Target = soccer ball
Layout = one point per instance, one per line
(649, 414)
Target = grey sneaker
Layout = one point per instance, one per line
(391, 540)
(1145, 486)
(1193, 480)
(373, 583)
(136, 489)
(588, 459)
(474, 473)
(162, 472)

Required action ▸ All entries should be restated word for word.

Answer to this problem ▸
Target = soccer ball
Layout = one point per instance, one per line
(649, 414)
Target = grey sneaker
Layout = one point per instance, one per line
(391, 540)
(1145, 486)
(1193, 480)
(373, 583)
(136, 489)
(588, 459)
(474, 473)
(162, 472)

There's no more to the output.